(Task directions)
Swap "moss patch" for "clump of moss" in the part of the lines that opens with the line containing "Mark every instance of the moss" and runs to the end, and write out only that part, with nothing else changed.

(Source data)
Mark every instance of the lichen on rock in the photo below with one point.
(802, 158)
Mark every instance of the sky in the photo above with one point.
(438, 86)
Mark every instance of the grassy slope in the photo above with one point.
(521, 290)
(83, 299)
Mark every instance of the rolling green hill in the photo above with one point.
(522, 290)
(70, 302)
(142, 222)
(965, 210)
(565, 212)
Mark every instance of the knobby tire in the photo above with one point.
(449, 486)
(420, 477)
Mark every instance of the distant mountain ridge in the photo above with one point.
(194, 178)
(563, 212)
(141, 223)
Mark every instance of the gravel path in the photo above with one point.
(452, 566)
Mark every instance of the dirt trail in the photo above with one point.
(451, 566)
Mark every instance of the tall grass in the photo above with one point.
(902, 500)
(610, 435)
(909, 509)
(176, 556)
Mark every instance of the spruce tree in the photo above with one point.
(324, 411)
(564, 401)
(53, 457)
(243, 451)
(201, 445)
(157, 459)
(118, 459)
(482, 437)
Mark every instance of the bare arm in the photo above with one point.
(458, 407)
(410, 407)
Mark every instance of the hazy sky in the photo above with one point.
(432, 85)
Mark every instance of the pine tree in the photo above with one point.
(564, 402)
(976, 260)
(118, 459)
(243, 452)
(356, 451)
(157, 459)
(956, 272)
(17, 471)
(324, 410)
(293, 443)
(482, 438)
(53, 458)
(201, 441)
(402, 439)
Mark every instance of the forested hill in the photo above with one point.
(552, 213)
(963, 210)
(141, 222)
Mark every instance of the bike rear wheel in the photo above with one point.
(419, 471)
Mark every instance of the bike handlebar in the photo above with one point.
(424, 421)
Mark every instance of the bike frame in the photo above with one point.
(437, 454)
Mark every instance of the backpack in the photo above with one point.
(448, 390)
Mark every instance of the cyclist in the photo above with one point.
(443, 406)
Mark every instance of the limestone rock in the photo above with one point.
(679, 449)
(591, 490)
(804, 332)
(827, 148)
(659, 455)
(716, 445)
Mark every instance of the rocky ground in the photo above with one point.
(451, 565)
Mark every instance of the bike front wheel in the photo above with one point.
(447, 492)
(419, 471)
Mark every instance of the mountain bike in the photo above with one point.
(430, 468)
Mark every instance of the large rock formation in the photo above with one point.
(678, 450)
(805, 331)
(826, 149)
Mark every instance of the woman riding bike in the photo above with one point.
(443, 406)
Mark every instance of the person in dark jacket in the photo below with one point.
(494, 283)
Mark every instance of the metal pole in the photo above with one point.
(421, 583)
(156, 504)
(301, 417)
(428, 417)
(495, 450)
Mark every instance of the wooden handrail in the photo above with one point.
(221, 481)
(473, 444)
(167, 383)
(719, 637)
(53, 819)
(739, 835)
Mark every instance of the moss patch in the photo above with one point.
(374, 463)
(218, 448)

(Completed exercise)
Mark every instance of the clump of moss in the photo above with one point.
(374, 463)
(218, 448)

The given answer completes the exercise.